Start Text provided
Biohm are currently developing a revolutionary construction system, known as Triagomy, which will be introduced and showcased at stand B340 of The Build Show at UK Construction Week. It can create robust high-quality buildings with drastic reductions in the environmental impact, build-times and costs. With the absence of binding materials and permanent fasteners, the system allows buildings to be deconstructed at any stage of their life to be reconfigured or moved to different locations; eliminating demolition and making extensions, downsizing and end-of-life recycling and re-use a much easier process.
The global construction industry has consumed over half of the earth’s natural resources and contributed to over 50% of the global environmental impact. The UK construction industry annually produces 100 million tonnes of waste and around 15% of materials delivered to construction sites go straight to landfill; annually costing over £78bn. Buildings account for around 50% of Europe’s energy consumption, therefore, the construction industry would significantly affect the ‘90% increase in energy efficiency’ target by 2050.
Triagomy considers every stakeholder, the entire supply-chain and the building’s entire life-cycle. Alongside, the sustainable materials, manufacturing and production, ‘Triagomy buildings’ purify air and achieve optimal energy-efficiency. This is achieved by a novel bio-based material that consumes waste and carbon during production and purifies the air during occupation. The self-assembling and self-healing smart material is currently being developed in collaboration with Queen Mary University London and Brunel University London.
Life-cycle assessments of a ‘Triagomy building’ showed reductions of at least 90% in carbon footprint, around 60% in transport emissions, at least 90% in waste and around 120% in energy. Triagomy also addresses the housing crises currently experienced by cutting build-times by around 90% and costs by around 70%.
End Text provided
Update the Triagomy text from "Biohm are currently" to "much easier process.", changing "revolutionary" to "new". Work only from the Triagomy text.
Start Raw data
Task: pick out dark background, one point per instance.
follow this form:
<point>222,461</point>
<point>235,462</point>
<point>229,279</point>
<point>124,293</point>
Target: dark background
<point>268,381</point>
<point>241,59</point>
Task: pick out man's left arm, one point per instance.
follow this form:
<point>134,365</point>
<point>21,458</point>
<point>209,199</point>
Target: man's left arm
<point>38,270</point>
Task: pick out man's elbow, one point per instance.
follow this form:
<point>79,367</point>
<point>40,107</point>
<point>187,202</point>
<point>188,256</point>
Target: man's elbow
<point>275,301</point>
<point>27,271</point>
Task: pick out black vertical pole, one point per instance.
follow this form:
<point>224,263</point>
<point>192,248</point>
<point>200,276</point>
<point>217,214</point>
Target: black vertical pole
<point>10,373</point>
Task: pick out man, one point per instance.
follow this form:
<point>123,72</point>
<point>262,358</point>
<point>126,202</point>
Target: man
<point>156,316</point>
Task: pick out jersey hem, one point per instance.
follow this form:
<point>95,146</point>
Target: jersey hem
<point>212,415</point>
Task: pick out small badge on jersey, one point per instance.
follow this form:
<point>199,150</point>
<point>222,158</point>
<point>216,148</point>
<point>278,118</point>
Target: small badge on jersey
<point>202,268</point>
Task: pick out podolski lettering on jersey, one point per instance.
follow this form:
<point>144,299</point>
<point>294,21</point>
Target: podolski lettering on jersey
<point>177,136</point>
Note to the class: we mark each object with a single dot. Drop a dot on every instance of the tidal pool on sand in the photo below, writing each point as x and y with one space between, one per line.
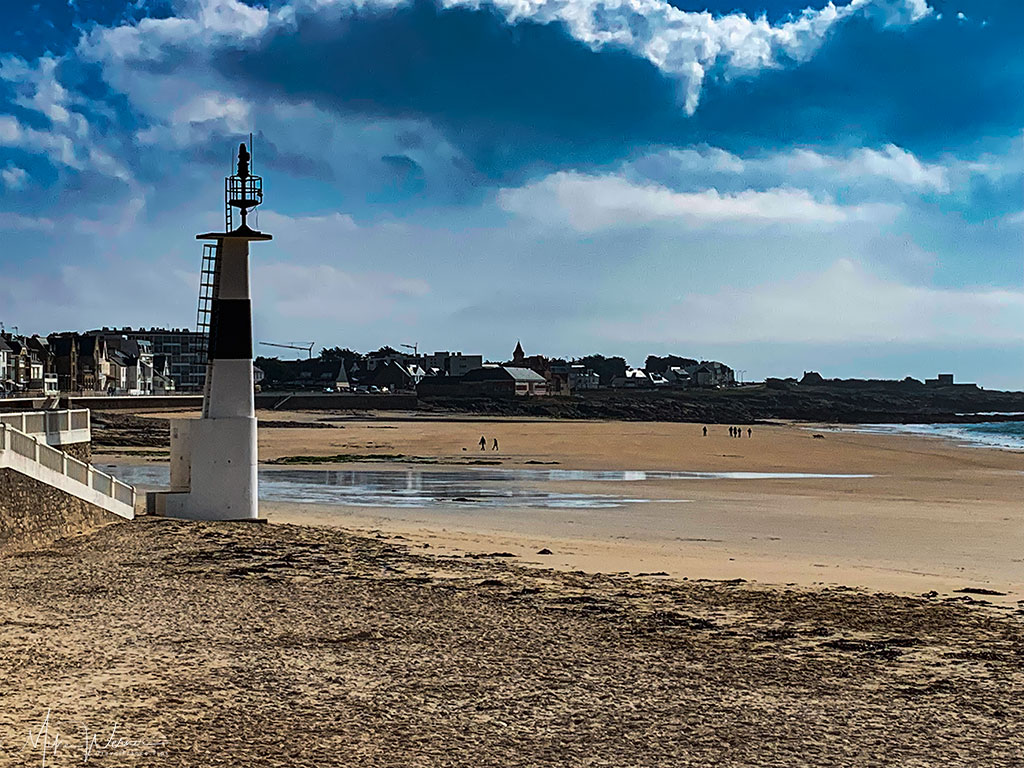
End Raw data
Start Raw data
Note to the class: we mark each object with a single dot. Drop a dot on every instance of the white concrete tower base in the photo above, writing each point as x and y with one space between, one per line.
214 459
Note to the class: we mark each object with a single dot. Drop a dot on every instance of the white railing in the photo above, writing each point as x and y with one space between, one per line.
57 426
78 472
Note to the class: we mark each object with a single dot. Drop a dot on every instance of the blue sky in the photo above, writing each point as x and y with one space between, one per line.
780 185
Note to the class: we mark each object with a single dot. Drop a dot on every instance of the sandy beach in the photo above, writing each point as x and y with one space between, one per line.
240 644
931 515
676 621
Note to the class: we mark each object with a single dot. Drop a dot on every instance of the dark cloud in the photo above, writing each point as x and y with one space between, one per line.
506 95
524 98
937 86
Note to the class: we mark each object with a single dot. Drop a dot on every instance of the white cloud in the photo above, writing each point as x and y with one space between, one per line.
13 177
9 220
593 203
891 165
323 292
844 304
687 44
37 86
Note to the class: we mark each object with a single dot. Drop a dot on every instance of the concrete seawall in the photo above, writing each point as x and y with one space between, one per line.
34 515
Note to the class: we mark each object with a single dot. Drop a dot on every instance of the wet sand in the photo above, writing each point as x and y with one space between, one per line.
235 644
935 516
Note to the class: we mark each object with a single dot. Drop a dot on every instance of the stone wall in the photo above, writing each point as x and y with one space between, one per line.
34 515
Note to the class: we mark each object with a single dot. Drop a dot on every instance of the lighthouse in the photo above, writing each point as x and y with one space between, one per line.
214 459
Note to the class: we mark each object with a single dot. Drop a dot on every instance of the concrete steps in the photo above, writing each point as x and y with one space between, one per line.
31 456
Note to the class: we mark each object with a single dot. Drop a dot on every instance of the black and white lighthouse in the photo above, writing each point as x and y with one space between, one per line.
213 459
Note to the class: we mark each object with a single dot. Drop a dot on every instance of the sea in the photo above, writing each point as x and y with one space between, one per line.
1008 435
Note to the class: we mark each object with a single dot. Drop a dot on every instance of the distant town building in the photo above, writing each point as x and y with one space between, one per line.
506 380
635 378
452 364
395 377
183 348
End Raw data
• [Solution for this task]:
Biohm are currently developing a new construction system, known as Triagomy, which will be introduced and showcased at stand B340 of The Build Show at UK Construction Week. It can create robust high-quality buildings with drastic reductions in the environmental impact, build-times and costs. With the absence of binding materials and permanent fasteners, the system allows buildings to be deconstructed at any stage of their life to be reconfigured or moved to different locations; eliminating demolition and making extensions, downsizing and end-of-life recycling and re-use a much easier process.